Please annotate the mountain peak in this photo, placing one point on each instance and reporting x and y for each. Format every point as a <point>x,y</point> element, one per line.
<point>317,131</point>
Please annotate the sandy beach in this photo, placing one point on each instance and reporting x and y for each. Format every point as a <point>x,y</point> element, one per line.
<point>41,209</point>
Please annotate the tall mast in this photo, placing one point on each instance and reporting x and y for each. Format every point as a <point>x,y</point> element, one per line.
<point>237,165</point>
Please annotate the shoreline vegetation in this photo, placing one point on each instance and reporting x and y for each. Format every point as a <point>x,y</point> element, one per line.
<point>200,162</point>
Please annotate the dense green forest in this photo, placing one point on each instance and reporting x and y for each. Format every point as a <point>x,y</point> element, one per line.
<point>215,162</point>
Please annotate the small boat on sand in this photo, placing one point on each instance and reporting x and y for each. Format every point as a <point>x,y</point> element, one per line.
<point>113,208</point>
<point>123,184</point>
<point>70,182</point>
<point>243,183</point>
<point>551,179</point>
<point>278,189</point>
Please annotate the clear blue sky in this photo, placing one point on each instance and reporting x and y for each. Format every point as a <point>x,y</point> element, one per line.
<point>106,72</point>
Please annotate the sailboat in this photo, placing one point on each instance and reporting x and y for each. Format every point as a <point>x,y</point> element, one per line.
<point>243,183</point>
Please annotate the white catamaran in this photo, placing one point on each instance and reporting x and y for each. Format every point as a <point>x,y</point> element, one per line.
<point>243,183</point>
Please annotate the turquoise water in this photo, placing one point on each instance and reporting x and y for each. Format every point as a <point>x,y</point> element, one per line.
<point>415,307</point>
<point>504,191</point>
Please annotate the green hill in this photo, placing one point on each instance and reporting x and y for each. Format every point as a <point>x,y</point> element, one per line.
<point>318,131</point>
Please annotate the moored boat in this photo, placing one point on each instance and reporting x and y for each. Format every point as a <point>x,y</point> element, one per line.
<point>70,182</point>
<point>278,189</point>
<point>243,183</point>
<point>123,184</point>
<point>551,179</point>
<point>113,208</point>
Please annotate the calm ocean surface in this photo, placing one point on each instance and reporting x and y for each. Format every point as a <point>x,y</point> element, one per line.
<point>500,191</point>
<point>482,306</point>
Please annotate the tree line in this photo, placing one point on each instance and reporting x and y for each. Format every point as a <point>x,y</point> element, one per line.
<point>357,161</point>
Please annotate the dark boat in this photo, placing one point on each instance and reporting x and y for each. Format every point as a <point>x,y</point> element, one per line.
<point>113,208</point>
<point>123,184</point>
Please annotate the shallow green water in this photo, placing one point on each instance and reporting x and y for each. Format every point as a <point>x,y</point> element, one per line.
----------
__WORK REQUIRED__: Would you reproduce the whole listing exactly as it stands?

__SOLUTION FOR THIS TASK__:
Please annotate the mountain peak in this photo, placing one point on each instance and reporting x and y for each. Format every point as a <point>x,y</point> element, one per line.
<point>317,131</point>
Please annotate the sandy beach in this photo, placing one point on each instance and reporting x and y for each. Format every point as a <point>x,y</point> element, one per line.
<point>41,209</point>
Please annotate the tall mast in this photo, placing one point on each instance and reporting x and y for each. Format every point as a <point>x,y</point> element, one per line.
<point>237,165</point>
Please annotate the shoreline vegetation in this photo, placing one point on each instance and reporting x and y for each. Format every point as a <point>x,y</point> element, one per line.
<point>200,162</point>
Please annotate the dense green forest in this photo, placing one point on each instance and reporting x and y for each. Format every point as a <point>x,y</point> element, one per line.
<point>215,162</point>
Please annotate the small boat on sand in this photo, placing one point on each instance and reporting x and y for each. Format every point as a <point>x,y</point> element, one per line.
<point>113,208</point>
<point>123,184</point>
<point>70,182</point>
<point>243,183</point>
<point>551,179</point>
<point>278,189</point>
Please annotate the clear blue sky in this photo, placing one point on each instance and reporting x and y for each. Format every point as a <point>x,y</point> element, one per line.
<point>106,72</point>
Please annotate the sailboat in this photo, placing one point on each instance and reporting x and y for each. Format every point as a <point>x,y</point> element, one per line.
<point>243,183</point>
Please annotate the white catamaran in this photo, placing one point on each instance and reporting x and y for each. Format every point as a <point>x,y</point> element, one per line.
<point>243,183</point>
Please annotate the turquoise water in this photo, placing one point on each instance and reporting x and y for each. Format every point as a <point>x,y</point> element, one per line.
<point>415,307</point>
<point>504,191</point>
Please annotate the green hill in this photo, placing one point on each instance and reporting x and y for each. Format every point as a <point>x,y</point> element, one per line.
<point>318,131</point>
Please annotate the moored boat in this photo, placing one point on each instance and reporting x and y for each. Format every point as a <point>x,y</point> element, one per line.
<point>70,182</point>
<point>278,189</point>
<point>243,183</point>
<point>123,184</point>
<point>551,179</point>
<point>113,208</point>
Please annotate the calm ocean surface in this photo, placing one point on each instance and reporting x and y for each. Format every point as a <point>x,y</point> element, one per line.
<point>500,191</point>
<point>482,306</point>
Please annotate the tree line in this photo, placing one point on each instance and reporting x and y for each. Format every point as a <point>x,y</point> element, one per line.
<point>357,161</point>
Please annotate the dark boat in this photo, placing one point on each instance and reporting x and y for each. Format every point as a <point>x,y</point> element, one per line.
<point>113,208</point>
<point>123,184</point>
Please annotate the shallow green water in this photo, placing one point on each instance and reporting x and y for each. Format every point as a <point>x,y</point> element, one per line.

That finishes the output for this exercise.